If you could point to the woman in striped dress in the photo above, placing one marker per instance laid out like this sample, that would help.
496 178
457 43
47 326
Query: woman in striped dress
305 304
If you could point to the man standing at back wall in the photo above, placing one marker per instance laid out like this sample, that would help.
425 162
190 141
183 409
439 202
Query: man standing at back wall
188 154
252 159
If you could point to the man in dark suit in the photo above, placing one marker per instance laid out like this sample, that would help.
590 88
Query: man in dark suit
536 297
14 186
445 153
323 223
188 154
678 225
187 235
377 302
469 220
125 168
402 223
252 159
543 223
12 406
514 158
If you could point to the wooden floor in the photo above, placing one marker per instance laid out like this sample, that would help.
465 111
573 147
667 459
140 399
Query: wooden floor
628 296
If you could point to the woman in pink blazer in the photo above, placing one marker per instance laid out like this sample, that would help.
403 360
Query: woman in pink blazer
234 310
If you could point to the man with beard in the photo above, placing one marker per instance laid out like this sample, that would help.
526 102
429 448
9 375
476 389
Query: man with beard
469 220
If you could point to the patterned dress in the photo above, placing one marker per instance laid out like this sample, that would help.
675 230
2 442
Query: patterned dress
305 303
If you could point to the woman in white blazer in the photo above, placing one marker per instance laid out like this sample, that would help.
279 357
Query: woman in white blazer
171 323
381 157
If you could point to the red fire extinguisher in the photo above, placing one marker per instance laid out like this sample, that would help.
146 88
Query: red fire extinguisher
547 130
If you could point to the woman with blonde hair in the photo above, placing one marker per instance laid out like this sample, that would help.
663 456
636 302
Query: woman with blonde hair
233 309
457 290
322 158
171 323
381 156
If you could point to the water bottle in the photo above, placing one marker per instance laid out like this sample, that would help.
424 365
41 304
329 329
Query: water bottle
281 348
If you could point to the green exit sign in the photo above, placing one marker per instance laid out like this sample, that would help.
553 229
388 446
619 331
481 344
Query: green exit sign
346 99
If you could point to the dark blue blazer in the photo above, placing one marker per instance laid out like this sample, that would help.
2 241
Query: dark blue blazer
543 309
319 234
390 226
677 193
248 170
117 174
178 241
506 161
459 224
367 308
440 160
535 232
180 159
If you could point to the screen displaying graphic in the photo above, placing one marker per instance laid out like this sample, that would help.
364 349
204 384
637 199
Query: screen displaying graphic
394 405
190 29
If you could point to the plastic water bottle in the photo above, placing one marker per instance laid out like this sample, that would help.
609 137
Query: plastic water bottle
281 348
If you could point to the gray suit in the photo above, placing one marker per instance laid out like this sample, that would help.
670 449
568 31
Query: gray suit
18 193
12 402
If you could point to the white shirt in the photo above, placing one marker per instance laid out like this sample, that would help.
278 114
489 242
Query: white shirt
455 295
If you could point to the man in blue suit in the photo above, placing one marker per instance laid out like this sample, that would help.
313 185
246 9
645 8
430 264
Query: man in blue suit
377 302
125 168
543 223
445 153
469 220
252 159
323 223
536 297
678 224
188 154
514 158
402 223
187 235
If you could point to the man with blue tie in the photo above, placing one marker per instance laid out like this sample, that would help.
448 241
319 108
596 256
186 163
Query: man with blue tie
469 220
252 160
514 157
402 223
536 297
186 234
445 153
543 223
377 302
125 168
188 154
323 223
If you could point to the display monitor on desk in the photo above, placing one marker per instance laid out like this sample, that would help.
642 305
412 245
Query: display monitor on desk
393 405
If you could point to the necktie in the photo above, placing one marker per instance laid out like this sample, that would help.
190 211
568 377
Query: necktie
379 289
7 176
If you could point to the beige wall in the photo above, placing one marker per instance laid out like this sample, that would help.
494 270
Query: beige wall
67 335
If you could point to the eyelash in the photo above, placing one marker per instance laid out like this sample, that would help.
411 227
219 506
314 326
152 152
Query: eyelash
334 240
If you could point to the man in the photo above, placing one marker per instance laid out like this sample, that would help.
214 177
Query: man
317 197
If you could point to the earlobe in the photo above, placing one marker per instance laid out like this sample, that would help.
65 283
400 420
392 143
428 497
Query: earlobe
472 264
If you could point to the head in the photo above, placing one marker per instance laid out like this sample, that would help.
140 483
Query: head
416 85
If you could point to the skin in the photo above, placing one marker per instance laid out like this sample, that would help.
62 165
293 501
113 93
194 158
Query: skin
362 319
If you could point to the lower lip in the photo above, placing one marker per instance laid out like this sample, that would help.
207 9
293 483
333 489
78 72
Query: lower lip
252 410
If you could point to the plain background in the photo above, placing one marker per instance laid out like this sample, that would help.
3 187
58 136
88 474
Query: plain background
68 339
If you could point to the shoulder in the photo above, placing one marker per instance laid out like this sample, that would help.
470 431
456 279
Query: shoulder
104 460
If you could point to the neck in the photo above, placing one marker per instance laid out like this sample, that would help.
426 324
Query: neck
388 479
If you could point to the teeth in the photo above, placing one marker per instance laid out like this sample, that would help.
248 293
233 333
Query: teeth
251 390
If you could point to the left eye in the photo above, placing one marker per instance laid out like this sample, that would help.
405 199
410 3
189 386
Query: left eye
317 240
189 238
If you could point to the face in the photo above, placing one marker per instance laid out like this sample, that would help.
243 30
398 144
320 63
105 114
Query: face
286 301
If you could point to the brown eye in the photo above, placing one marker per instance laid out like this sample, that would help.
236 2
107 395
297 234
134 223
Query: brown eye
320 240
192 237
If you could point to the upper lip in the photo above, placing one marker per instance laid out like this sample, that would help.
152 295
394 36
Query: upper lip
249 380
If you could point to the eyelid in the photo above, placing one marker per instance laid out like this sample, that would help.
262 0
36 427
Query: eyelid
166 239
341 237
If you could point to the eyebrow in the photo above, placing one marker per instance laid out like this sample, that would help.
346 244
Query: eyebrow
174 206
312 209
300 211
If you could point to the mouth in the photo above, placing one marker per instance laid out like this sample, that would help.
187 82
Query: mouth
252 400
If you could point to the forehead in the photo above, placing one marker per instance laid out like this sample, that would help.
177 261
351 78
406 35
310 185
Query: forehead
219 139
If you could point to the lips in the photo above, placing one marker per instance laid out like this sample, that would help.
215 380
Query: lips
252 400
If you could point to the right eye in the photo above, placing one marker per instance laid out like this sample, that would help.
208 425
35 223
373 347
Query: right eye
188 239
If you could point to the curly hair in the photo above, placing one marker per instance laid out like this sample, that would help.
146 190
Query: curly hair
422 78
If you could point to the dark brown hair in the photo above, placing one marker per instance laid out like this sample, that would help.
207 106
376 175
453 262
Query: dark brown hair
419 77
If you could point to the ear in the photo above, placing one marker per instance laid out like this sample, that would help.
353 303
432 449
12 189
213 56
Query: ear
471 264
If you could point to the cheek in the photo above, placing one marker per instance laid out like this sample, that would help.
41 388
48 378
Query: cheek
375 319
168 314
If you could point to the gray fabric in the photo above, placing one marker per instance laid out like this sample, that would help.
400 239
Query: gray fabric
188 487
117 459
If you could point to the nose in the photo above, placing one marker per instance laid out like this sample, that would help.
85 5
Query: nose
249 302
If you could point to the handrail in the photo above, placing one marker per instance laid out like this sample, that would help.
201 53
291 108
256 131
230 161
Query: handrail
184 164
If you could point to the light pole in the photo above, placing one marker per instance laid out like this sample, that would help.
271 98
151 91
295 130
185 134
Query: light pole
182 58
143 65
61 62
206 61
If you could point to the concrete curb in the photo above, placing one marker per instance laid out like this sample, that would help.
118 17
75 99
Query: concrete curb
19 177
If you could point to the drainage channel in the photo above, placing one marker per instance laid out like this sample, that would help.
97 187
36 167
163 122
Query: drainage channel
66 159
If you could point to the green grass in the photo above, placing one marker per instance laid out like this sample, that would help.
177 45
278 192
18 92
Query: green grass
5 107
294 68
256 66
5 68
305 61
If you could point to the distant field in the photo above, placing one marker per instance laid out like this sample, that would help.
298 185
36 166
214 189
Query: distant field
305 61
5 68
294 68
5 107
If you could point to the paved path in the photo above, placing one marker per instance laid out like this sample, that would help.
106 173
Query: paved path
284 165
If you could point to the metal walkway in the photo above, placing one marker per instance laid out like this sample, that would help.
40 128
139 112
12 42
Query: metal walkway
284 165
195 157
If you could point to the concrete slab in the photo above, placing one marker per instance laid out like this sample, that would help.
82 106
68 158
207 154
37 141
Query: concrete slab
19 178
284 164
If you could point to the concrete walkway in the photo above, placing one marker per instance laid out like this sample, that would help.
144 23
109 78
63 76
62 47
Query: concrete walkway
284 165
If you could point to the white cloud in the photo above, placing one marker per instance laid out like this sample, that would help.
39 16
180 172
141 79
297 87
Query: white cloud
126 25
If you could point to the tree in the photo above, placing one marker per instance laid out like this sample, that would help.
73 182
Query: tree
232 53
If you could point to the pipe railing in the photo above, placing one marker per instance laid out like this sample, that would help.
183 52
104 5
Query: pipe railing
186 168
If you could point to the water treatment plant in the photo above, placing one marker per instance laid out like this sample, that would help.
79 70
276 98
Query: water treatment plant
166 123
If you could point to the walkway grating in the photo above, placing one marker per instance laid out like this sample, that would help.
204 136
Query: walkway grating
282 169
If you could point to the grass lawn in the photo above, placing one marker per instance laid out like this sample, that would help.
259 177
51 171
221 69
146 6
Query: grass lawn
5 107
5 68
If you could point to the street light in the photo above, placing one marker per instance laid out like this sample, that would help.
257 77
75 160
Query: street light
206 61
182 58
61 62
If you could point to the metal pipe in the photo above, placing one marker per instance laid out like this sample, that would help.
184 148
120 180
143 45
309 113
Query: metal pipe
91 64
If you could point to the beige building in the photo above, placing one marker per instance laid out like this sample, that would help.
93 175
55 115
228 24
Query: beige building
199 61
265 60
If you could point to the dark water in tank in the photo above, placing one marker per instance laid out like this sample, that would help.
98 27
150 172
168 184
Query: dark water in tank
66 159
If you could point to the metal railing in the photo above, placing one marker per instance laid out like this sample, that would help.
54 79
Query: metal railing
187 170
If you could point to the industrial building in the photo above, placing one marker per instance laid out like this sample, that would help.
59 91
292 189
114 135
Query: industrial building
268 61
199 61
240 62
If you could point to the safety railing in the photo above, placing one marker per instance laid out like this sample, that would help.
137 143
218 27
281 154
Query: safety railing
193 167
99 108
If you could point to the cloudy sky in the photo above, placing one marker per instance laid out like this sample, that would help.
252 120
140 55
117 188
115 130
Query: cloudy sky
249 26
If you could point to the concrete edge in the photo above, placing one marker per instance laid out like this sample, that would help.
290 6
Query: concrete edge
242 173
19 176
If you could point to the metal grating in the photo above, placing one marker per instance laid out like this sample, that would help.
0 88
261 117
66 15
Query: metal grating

▶ **PROBLEM DETAILS**: Only the lines from the one holding "If you could point to the industrial" through the end of the listing should be given again, exactly and with both ends included.

▶ **RESULT FOR THIS TASK**:
If you could point to the industrial building in the photo above, placing one marker per instance laid out like this sample, that would help.
59 91
292 189
114 135
Query: industrial building
268 61
199 61
240 62
If you could point to the safety railing in the photo above, placing one marker per instance laid out like this sample, that would help.
137 143
218 27
281 154
Query: safety railing
193 167
99 108
If you could point to the cloudy sky in the photo above, placing one marker per instance laid out like this sample, that would help.
252 120
140 55
117 188
115 130
Query: cloudy sky
249 26
If you could point to the concrete edge in the photo above, placing one marker per instance laid out like this sample, that would help.
290 6
Query: concrete edge
242 173
19 176
If you could point to the metal grating in the photo above, placing one marker per instance laid out like this sample, that would help.
0 88
261 117
66 15
Query: metal grating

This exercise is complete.